# PROBLEM REQUIREMENTS
Output each line of the data word for word, from the first through the line that holds "One point lands on every instance of the hydraulic", and leave off whatever follows.

***** DATASET RECORDS *****

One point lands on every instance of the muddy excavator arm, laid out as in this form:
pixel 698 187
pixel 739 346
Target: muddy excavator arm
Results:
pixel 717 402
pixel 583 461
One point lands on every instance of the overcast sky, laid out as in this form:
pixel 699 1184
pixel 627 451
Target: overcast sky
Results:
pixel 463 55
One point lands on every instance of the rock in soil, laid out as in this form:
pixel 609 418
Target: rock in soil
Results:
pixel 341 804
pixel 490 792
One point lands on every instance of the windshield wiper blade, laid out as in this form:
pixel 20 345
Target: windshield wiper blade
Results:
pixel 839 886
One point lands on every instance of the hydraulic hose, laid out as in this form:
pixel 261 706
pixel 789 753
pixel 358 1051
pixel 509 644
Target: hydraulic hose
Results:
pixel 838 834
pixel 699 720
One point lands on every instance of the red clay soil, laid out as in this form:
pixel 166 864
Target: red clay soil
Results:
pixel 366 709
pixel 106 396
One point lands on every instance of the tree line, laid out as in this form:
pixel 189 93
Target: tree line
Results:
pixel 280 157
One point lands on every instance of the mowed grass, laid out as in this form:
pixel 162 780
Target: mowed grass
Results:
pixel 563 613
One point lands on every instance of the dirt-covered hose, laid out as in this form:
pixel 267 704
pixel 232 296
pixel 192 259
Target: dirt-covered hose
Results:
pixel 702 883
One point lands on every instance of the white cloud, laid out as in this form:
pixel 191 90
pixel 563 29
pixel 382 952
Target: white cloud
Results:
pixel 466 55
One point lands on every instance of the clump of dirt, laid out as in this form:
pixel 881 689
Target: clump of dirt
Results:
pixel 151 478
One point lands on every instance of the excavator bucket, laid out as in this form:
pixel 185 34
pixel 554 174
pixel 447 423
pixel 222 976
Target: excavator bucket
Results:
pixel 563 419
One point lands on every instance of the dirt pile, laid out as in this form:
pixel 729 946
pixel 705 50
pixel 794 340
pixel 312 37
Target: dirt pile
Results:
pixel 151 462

*****

# OUTPUT FOR THIS TASK
One point lands on every instance of the muddy excavator arm, laid out as in this form:
pixel 698 187
pixel 739 346
Target: muddy excavator arm
Results:
pixel 717 402
pixel 583 461
One point lands on every instance of the overcast sky, laid out as in this form:
pixel 699 1184
pixel 627 451
Target: overcast sky
Results:
pixel 463 55
One point lands on every instance of the rock in soil, laid out as in this form:
pixel 609 418
Target: rock in soil
Results:
pixel 341 804
pixel 490 792
One point lands on every instance of the windshield wiper blade, laid out as in this form:
pixel 20 345
Target: windshield wiper blade
Results:
pixel 839 886
One point lands on every instance of the hydraulic hose, laid out as in this form:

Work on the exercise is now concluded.